¿Cómo quedaría en forma de lista breve el párrafo del fragmento seleccionado que empieza con «Impulsado Juan Jiménez por la curiosidad», sin perder sus hechos principales?

FRAGMENTO SELECCIONADO
·····

Impulsado Juan Jiménez por la curiosidad que estas conversaciones le infundieron, se acercó al Matadero, conocido por todos los taurinos, y como en él se adiestrasen algunos toreros ejecutando suertes con los toros y vacas, que al mismo eran conducidas para su sacrificio; Juan se decidió a practicarlo también, seducido quizá por la influencia que esta ocupación ejerce sobre la generalidad de los niños y jóvenes. Su tía en tanto, le buscaba con afán, no solo por indagar su paradero, sino con el ánimo de precisarlo a seguir en el oficio de los zapatos, lo cual no pudo la señora conseguir, porque Juan Jiménez se separó de ella para siempre, mudando de domicilio al barrio sevillano de San Bernardo. Nada más natural en un niño que había perdido el cariño de sus padres, que tomara grandes decisiones cuando una mano tirana le oprime, obligándole a tomar una senda contraria a sus instintos y afecciones. En esta ocasión quedó probada tal verdad, pues no habiendo cálculo para meditar sobre el porvenir, se arrojó a lo primero que se presentó a su imaginación.

·····

Extracto del conjunto de datos
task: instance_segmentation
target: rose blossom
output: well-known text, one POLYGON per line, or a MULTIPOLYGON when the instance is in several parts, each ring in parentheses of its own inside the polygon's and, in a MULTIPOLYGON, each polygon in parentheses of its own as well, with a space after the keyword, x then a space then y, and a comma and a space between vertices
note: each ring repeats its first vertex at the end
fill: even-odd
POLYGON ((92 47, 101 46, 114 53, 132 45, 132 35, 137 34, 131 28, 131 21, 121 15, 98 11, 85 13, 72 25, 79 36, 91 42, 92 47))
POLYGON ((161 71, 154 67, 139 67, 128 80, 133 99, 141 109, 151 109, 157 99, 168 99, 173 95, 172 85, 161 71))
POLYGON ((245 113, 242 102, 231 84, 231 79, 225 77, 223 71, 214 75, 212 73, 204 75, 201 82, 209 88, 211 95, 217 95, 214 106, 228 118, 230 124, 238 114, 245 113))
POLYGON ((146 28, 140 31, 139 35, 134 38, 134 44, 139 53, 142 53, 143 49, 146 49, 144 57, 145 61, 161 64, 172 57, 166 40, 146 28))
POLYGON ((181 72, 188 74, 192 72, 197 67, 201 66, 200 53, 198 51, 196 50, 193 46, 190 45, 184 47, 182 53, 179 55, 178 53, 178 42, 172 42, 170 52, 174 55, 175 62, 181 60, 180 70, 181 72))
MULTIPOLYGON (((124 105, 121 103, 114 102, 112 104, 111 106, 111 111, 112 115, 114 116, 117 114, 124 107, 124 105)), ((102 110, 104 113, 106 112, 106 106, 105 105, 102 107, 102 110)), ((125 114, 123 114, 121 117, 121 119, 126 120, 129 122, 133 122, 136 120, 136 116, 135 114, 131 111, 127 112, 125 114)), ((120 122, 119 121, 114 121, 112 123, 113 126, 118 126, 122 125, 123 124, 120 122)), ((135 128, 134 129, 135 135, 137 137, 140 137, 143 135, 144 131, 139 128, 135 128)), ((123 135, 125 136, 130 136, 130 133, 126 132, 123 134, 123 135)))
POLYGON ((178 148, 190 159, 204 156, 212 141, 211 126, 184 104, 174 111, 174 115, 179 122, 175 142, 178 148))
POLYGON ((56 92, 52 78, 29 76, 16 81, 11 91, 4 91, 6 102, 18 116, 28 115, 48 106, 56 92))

·····

RESPUESTA
- Movido por la curiosidad que le despertaron unas conversaciones, Juan Jiménez acudió al Matadero, conocido por todos los taurinos.
- Allí algunos toreros se adiestraban con los toros y vacas llevados al sacrificio, y Juan decidió practicar también, quizá atraído por la influencia que esa ocupación ejerce sobre niños y jóvenes.
- Su tía lo buscaba para averiguar su paradero y obligarlo a seguir en el oficio de los zapatos, pero no lo consiguió.
- Juan se separó de ella para siempre y se mudó al barrio sevillano de San Bernardo.
- Es natural que un niño sin el cariño de sus padres tome grandes decisiones cuando una mano tirana lo empuja contra sus instintos. Sin pensar en el porvenir, Juan se lanzó a lo primero que se le presentó a la imaginación.